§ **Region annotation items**

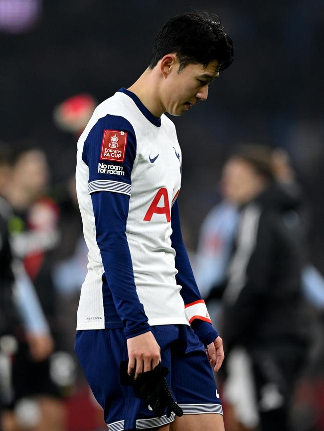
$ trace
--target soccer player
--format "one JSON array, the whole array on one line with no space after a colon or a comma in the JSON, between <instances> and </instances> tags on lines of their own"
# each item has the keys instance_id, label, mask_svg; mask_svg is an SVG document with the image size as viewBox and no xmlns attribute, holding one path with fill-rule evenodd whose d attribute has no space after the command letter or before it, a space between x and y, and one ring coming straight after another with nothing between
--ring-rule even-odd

§ **What you have to do**
Copy out every line of the records above word for word, leaving out the pictures.

§ **Response to this task**
$ trace
--target soccer player
--format "one JSON array, the whole array on one line with no space after a colon or a comma in the JSON, between <instances> and </instances> tags on lines of their own"
# each item has the keys instance_id, label, mask_svg; mask_svg is an SVG document with the image size as viewBox and no xmlns attribute, holding one path with fill-rule evenodd whose d attribute has no space after the command letter or before it, a space between x and y, and one ring coming straight after another with nothing between
--ring-rule even-odd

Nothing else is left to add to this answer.